*** Records shown ***

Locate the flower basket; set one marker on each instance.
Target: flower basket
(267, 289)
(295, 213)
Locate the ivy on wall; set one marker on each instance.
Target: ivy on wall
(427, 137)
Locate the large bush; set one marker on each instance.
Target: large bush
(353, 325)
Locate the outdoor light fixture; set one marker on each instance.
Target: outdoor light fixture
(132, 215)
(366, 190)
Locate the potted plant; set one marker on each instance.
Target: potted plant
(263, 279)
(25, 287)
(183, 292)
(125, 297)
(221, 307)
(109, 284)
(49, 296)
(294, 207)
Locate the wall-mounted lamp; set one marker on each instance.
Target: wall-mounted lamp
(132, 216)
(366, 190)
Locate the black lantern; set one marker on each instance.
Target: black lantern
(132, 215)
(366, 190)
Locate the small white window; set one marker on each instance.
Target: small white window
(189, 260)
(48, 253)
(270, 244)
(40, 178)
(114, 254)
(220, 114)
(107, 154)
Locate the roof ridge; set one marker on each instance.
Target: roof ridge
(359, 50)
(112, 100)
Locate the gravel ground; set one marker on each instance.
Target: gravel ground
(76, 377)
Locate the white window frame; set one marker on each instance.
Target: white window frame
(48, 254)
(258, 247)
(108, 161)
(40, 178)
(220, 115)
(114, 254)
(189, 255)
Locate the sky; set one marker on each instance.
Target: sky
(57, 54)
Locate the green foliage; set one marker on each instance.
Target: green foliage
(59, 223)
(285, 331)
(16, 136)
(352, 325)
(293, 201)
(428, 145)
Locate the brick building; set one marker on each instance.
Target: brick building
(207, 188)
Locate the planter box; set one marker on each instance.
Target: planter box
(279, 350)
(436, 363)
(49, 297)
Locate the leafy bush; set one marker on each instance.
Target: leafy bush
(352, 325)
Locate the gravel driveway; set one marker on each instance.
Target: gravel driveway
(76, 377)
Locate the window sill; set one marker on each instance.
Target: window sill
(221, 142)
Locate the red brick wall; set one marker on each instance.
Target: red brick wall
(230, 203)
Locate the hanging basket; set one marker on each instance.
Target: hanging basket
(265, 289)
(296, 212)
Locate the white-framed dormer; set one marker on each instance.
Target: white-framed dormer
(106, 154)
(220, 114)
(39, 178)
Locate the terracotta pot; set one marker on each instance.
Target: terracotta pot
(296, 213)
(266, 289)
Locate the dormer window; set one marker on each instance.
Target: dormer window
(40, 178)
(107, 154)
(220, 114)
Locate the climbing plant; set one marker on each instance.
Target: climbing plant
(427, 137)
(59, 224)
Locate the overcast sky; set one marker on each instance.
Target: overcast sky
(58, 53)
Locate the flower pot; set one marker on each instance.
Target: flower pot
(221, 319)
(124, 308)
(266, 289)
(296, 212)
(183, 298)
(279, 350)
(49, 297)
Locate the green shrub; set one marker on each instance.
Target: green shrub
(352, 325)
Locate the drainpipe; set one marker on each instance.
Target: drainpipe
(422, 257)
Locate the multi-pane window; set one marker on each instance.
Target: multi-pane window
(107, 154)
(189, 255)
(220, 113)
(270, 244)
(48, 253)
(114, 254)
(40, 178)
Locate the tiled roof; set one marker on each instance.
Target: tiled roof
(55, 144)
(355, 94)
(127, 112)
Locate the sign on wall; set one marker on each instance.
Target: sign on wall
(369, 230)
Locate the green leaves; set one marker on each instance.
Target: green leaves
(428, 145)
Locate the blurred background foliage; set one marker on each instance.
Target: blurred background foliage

*** End of Records shown ***

• Work instruction:
Repeat every line of the records above exactly.

• Exercise solution:
Locate the flower basket; set one marker on each instance.
Target: flower basket
(267, 289)
(295, 213)
Locate the ivy on wall; set one marker on each instance.
Target: ivy on wall
(427, 137)
Locate the large bush; set one marker on each instance.
Target: large bush
(353, 325)
Locate the outdoor light fixture; set one marker on each instance.
Target: outdoor light fixture
(132, 215)
(366, 190)
Locate the potted plant; set one marker on each instance.
Target: potted plant
(263, 279)
(25, 287)
(183, 292)
(125, 297)
(221, 307)
(109, 284)
(49, 296)
(294, 207)
Locate the wall-mounted lamp; set one marker on each instance.
Target: wall-mounted lamp
(132, 216)
(366, 190)
Locate the black lantern; set one marker on each instance.
Target: black lantern
(132, 215)
(366, 190)
Locate the small white window; set one marker on each instance.
Target: small white window
(189, 260)
(48, 253)
(270, 244)
(40, 178)
(114, 254)
(220, 114)
(107, 154)
Locate the roof ridge; set one marker on each instance.
Target: roof ridge
(359, 50)
(112, 100)
Locate the gravel ground; set one marker on each instance.
Target: gravel ground
(76, 377)
Locate the white window frame; set one marker on each instance.
Target: white window frame
(48, 254)
(258, 247)
(108, 161)
(40, 178)
(220, 115)
(114, 254)
(189, 255)
Locate the sky; set one marker on each instance.
Target: sky
(57, 54)
Locate the green foliage; set one marker on each instance.
Target: green foliage
(59, 223)
(285, 331)
(16, 136)
(352, 325)
(293, 201)
(428, 145)
Locate the brick building; set one marker on each instance.
Target: brick building
(207, 188)
Locate the planter box; set one marker on each instance.
Target: planter box
(279, 350)
(436, 363)
(49, 297)
Locate the leafy bush; set one marker on each instance.
Target: leafy bush
(352, 325)
Locate the gravel driveway; set one marker on each instance.
Target: gravel driveway
(76, 377)
Locate the window sill; set one marker on each instance.
Target: window sill
(221, 142)
Locate the red brick wall; set one marker on each instance.
Target: red brick wall
(230, 203)
Locate the hanging basket; set one marker on each instance.
Target: hanging basket
(265, 289)
(296, 212)
Locate the white-framed dormer; set one marker on each instance.
Target: white-framed dormer
(106, 154)
(220, 114)
(39, 178)
Locate the terracotta pot; set one marker on each instance.
Target: terracotta pot
(296, 213)
(266, 289)
Locate the dormer window; set one marker on each instance.
Target: dormer window
(40, 178)
(107, 154)
(220, 114)
Locate the climbing plant; set one marker on each instance.
Target: climbing plant
(427, 137)
(59, 224)
Locate the overcast sky; set one marker on each instance.
Target: overcast sky
(58, 53)
Locate the flower pot; set one marker on each instance.
Target: flower pot
(221, 319)
(124, 308)
(266, 289)
(296, 212)
(183, 298)
(279, 350)
(49, 297)
Locate the green shrub; set one marker on each instance.
Target: green shrub
(352, 325)
Locate the drainpipe; set one marker on each instance.
Target: drainpipe
(422, 257)
Locate the multi-pane window; set one marker on each instance.
Target: multi-pane window
(107, 154)
(189, 255)
(220, 113)
(270, 244)
(48, 253)
(114, 254)
(40, 178)
Locate the tiled roof; set one marker on each instance.
Target: tiled roof
(55, 144)
(355, 94)
(127, 112)
Locate the sign on wall; set one marker on each instance.
Target: sign on wall
(369, 230)
Locate the green leaves; set one marker on each instance.
Target: green leaves
(428, 145)
Locate the blurred background foliage; set one marker on each instance.
Target: blurred background foliage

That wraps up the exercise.